• _TASK DIRECTIONS_: Set down the listing below verbatim, but only from its first line through the line containing "positive clicks: (516, 294) (589, 275)".

###

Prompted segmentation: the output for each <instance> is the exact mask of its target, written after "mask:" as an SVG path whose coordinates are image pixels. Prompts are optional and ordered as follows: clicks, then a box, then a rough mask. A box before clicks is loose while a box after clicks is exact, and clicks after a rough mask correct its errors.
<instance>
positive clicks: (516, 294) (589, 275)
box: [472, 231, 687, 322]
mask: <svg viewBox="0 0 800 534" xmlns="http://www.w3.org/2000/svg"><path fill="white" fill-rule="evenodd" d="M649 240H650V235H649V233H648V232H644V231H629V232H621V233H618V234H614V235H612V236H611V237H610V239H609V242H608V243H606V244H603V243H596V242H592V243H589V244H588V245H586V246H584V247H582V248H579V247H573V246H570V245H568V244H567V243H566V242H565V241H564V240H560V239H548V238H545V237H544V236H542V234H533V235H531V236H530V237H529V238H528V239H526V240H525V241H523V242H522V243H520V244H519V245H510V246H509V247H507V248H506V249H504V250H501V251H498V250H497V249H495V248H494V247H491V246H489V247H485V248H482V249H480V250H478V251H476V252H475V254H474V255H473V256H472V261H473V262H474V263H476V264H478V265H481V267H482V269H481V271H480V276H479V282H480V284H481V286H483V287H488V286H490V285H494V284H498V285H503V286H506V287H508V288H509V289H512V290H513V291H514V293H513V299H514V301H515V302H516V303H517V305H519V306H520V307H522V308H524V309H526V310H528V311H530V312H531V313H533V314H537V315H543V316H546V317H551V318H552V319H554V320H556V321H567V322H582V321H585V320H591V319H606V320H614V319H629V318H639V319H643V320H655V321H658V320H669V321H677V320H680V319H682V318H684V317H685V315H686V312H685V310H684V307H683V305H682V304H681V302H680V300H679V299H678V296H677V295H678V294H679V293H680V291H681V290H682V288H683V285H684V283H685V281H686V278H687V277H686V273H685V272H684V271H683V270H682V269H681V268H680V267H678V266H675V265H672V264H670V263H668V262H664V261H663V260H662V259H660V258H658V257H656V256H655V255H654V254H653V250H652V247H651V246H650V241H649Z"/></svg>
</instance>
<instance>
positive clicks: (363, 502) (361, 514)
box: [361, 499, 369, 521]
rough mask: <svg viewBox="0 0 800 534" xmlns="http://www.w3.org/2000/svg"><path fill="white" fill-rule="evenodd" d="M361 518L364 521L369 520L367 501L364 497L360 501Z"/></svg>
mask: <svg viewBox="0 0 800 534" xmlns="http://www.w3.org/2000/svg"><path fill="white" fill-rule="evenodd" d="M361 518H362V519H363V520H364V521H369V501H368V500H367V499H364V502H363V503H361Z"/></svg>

###

• _EXERCISE ANSWER_:
Prompted segmentation: the output for each <instance> is the exact mask of its target, written after "mask:" as an SVG path whose coordinates are image pixels. Prompts are optional and ordered as follows: clicks, then a box, then a rough mask. A box before clicks is loose while a box after clicks is exact, and clicks after a rough mask correct its errors.
<instance>
positive clicks: (516, 294) (589, 275)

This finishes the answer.